DIRECTIONS → Every record here needs to be written out again exactly.

(Items listed in a dataset)
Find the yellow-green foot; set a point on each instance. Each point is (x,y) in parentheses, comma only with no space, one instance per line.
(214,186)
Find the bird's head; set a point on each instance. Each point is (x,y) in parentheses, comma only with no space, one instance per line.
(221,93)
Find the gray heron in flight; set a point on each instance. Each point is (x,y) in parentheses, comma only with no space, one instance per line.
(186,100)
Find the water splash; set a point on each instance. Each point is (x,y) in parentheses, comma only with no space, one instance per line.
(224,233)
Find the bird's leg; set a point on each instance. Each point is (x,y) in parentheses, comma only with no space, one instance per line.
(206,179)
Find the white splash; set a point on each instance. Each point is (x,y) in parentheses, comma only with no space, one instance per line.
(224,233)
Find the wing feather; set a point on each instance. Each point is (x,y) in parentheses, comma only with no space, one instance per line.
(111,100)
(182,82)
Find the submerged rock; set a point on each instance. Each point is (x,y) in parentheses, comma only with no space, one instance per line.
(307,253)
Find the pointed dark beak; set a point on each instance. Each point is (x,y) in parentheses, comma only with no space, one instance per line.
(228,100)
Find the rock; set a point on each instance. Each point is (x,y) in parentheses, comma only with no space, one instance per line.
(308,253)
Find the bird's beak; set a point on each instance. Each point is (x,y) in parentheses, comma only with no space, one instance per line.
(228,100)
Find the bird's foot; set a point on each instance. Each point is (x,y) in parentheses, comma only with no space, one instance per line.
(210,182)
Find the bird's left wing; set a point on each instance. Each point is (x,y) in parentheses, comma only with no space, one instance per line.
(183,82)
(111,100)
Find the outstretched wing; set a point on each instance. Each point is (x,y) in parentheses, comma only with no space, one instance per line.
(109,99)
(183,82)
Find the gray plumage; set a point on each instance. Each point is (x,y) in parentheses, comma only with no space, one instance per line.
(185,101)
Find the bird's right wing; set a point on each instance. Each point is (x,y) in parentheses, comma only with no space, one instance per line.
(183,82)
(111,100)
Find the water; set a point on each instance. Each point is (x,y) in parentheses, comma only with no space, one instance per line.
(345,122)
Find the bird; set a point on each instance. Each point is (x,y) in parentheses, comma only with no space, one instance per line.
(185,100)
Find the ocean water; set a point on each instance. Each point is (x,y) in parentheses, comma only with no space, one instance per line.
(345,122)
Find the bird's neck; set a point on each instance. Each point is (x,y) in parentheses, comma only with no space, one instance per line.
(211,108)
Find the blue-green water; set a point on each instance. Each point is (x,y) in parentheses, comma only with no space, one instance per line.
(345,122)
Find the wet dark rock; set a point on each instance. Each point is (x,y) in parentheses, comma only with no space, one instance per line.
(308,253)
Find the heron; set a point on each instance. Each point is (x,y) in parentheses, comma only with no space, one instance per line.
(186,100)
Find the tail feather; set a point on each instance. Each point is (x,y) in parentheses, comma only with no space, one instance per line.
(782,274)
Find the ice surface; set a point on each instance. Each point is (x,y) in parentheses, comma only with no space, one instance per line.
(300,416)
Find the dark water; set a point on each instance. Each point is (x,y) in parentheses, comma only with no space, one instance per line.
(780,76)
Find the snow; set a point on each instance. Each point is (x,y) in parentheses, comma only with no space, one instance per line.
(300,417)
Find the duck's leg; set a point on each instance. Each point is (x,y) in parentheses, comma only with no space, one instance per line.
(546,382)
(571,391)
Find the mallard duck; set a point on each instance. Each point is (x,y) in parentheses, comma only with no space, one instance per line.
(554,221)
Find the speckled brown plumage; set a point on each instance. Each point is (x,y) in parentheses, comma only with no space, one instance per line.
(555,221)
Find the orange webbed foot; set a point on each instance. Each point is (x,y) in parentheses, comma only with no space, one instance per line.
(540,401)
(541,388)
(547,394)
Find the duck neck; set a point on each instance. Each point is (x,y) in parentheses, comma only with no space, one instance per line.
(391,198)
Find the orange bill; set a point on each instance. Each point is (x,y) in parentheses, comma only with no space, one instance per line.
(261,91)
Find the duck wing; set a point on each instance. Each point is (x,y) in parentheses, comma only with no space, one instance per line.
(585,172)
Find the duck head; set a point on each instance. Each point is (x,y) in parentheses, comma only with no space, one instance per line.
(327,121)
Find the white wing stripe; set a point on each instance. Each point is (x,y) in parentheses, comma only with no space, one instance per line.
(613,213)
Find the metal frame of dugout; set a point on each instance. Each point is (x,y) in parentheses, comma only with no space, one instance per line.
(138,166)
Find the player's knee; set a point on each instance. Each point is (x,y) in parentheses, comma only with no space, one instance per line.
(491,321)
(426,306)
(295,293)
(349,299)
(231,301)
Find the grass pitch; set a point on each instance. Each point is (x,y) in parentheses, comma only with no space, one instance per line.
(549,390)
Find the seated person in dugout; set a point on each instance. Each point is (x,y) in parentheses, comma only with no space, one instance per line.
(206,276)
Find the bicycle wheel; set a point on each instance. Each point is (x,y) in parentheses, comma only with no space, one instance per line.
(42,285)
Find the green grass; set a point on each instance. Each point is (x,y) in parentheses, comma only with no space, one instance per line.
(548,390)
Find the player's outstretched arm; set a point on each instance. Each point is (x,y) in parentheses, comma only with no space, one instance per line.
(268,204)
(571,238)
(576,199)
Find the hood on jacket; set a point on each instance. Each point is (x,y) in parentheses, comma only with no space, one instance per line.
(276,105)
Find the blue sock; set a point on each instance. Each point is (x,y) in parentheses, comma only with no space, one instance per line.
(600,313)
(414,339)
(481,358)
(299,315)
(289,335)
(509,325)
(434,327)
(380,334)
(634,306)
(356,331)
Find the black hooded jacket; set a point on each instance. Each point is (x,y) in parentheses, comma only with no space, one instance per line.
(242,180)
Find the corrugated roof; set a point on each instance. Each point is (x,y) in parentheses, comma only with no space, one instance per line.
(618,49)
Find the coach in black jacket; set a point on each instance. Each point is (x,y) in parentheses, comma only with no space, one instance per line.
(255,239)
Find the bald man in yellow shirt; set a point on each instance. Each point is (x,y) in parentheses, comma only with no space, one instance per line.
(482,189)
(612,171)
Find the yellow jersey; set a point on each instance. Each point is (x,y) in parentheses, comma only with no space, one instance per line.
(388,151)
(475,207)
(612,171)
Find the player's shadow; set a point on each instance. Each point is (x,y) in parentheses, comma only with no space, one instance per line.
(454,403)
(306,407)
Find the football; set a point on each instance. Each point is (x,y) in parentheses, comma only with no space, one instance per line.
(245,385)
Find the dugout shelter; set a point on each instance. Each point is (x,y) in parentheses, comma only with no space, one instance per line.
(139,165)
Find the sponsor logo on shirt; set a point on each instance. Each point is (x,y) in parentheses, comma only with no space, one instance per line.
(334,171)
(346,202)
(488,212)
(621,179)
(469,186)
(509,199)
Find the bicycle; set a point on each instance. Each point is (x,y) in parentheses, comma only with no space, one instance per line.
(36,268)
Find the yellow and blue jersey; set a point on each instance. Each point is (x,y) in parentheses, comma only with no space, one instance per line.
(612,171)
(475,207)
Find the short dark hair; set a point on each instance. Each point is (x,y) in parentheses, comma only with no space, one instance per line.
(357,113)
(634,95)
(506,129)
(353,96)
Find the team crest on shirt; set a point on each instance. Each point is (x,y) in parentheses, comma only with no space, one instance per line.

RESPONSE TO THIS EXERCISE →
Find the yellow-green foot; set a point on each instance. Each point is (x,y) in parentheses, comma only with no space, one instance per line.
(214,186)
Find the bird's head; set a point on each instance. Each point is (x,y) in parentheses, comma only with no space, one instance per line.
(221,93)
Find the gray heron in flight; set a point on each instance. Each point is (x,y) in parentheses, comma only with no space, one instance per line.
(186,100)
Find the water splash; set a point on each instance. Each point is (x,y) in parentheses, comma only with no space, one instance per line.
(224,233)
Find the bird's leg; set a point on each instance. Each point is (x,y) in parentheses, comma only with no space, one instance per line.
(206,179)
Find the white splash; set a point on each instance. Each point is (x,y) in parentheses, comma only with no space, one instance per line.
(224,233)
Find the wing feather; set a point on each instance. Each point is (x,y) in parentheses, comma only with no space, one instance per line.
(111,100)
(182,82)
Find the submerged rock; set a point on each instance. Each point is (x,y) in parentheses, comma only with no space, one instance per line.
(307,253)
Find the pointed dark beak; set a point on each instance. Each point is (x,y) in parentheses, comma only with no space, one instance per line.
(228,100)
Find the rock; set a point on each instance. Each point is (x,y) in parentheses, comma only with no space, one instance per line.
(308,253)
Find the bird's beak; set a point on each instance. Each point is (x,y) in parentheses, comma only with no space, one instance per line.
(228,100)
Find the bird's foot; set a point on each instance. Each point is (x,y) in parentheses, comma only with no space, one instance per line.
(210,182)
Find the bird's left wing; set a point on each instance. Each point is (x,y) in parentheses, comma only with no space, one instance per line.
(183,82)
(111,100)
Find the outstretched wing; set a point on each instance. Each point is (x,y) in parentheses, comma only with no space, one instance per line.
(109,99)
(183,82)
Find the gray plumage; set a point on each instance. Each point is (x,y) in parentheses, comma only with no space, one instance per line.
(185,101)
Find the bird's right wing; set a point on each instance. Each point is (x,y) in parentheses, comma only with no space, one instance per line.
(183,82)
(111,100)
Find the water; set a point on each instance. Each point is (x,y) in parentheses, comma only with no space, one instance per line.
(345,122)
Find the bird; set a point on each instance. Each point is (x,y) in parentheses, comma only with no space, one instance per line.
(185,100)
Find the ocean water; set a point on each instance. Each point is (x,y) in parentheses, comma only with no space, one instance per line.
(345,122)
Find the bird's neck; set a point on each instance. Each point is (x,y) in parentheses, comma only with no space, one instance per line.
(211,108)
Find the blue-green water; set a point on each instance. Each point is (x,y) in parentheses, comma only with no space, one instance per line.
(345,122)
Find the wet dark rock; set a point on each instance. Each point is (x,y) in parentheses, comma only with no space, one instance per line.
(308,253)
Find the heron; set a point on each instance. Each point is (x,y) in parentheses, comma only with no space, one instance per line.
(186,100)
Find the tail feather; set a point on each instance. Each point is (x,y) in parentheses, comma only with no space, one instance per line.
(782,274)
Find the ice surface; set a point on each instance. Each point is (x,y) in parentheses, comma only with no space, one instance per line.
(300,416)
Find the dark water; set a point on each instance. Each point is (x,y) in parentheses, comma only with no space, one instance per line.
(780,76)
Find the snow; set a point on each instance. Each point is (x,y) in parentheses, comma only with no space, one instance per line.
(300,417)
Find the duck's leg; set a point on each instance. Each point is (x,y) in parentheses, comma only with no space, one instance per line.
(546,382)
(571,391)
Find the mallard duck; set a point on each instance. Each point is (x,y) in parentheses, comma only with no space, one instance per line.
(554,221)
Find the speckled brown plumage; set a point on each instance. Each point is (x,y) in parentheses, comma only with no space, one instance per line.
(555,221)
Find the orange webbed foot; set a point on each instance. Each point is (x,y) in parentheses, comma only with no space, one instance per line.
(540,401)
(541,388)
(547,394)
Find the duck neck; set a point on each instance. Each point is (x,y) in parentheses, comma only with no space, one instance per line.
(391,198)
Find the orange bill; set a point on each instance. Each point is (x,y) in parentheses, comma only with no space, one instance per line.
(261,91)
Find the duck wing; set a point on each instance. Each point is (x,y) in parentheses, comma only with no space, one instance per line.
(585,172)
Find the duck head; set a point on each instance. Each point is (x,y) in parentheses, comma only with no space, one instance per line.
(327,121)
Find the white wing stripe; set a point on each instance. Each point is (x,y) in parentheses, comma only with no space, one instance per line.
(613,213)
Find the metal frame of dugout; set a point on each instance. Each point is (x,y) in parentheses, comma only with no space, one instance per line.
(138,166)
Find the player's knee; set a point on each instance. Each point is (x,y) in parentheses, comma only with no space, one instance per line.
(491,321)
(426,306)
(295,293)
(349,299)
(231,301)
Find the grass pitch; set a point on each instance. Each point is (x,y) in parentheses, comma only with no space, one instance per line.
(549,390)
Find the seated person in dugout; set a point on each instance. Each point is (x,y) in parentheses, comma only with no space, one instance per line.
(206,276)
Find the bicycle wheel; set a point on each instance. Each point is (x,y) in parentheses, comma only with no space, one instance per line.
(42,285)
Find the green grass; set a point on each instance. Each point is (x,y) in parentheses, comma only with no space, one instance per line.
(548,390)
Find the player's outstretched arm; set a point on each instance. Each point is (x,y) in parentheses, comma only with no space, one instance per line.
(268,204)
(571,238)
(576,199)
Find the hood on jacket; set a point on each instance. Each point is (x,y) in parentheses, comma only with no space, one instance per line.
(276,105)
Find the blue sock; set a point on each instance. Each point is (x,y) in parentheses, comma only with no space, one instance per line.
(600,313)
(414,339)
(481,358)
(299,315)
(289,335)
(509,325)
(434,327)
(380,334)
(634,306)
(356,331)
Find the black hooded jacket; set a point on each instance. Each point is (x,y) in parentheses, comma only with no space, one instance per line.
(242,180)
Find the corrugated roof; set a point on each instance. Each point is (x,y) in parentheses, comma only with no space, one instance per line.
(618,49)
Find the coach in black jacket; set a point on each instance. Each point is (x,y) in parentheses, comma only with no space, one instance per line.
(255,239)
Find the bald man in yellow shirt; set a point on each instance. Each point is (x,y) in parentheses, comma only with no space, one instance per line.
(482,189)
(612,171)
Find the yellow jersey; set a point on each instance. Each point is (x,y) in parentheses, comma only with no space, one instance per line.
(388,151)
(475,207)
(612,171)
Find the player's shadow; set a point on each instance. Each point is (x,y) in parentheses, comma only with no space, one instance per line.
(454,403)
(306,407)
Find the football; set a point on each instance. Each point is (x,y) in parentheses, comma only with no space, one instance per line.
(245,385)
Find the dugout shelter; set a point on each instance. Each point is (x,y) in parentheses, comma only with no space, one instance per line.
(139,165)
Find the sponsor logo on shirt; set a point on each instance. Each point is (x,y) in parentheses, comma only with no space, one instance per line.
(334,171)
(346,202)
(488,212)
(621,179)
(469,186)
(509,199)
Find the bicycle; set a point on each instance. Each point is (x,y) in parentheses, comma only with no space, one instance per line.
(36,268)
Find the yellow and blue jersey; set a point on each instance. Each point is (x,y) in parentheses, comma only with no space, one instance per line.
(612,171)
(475,207)
Find the short dark hair; set a point on each instance. Each point is (x,y) in parentheses, comma only with no space, one instance per line.
(357,113)
(634,95)
(506,129)
(353,96)
Find the team crest on shirt; set a point on each instance. Each point is (x,y) in parentheses, comma only with no space, one instance per line.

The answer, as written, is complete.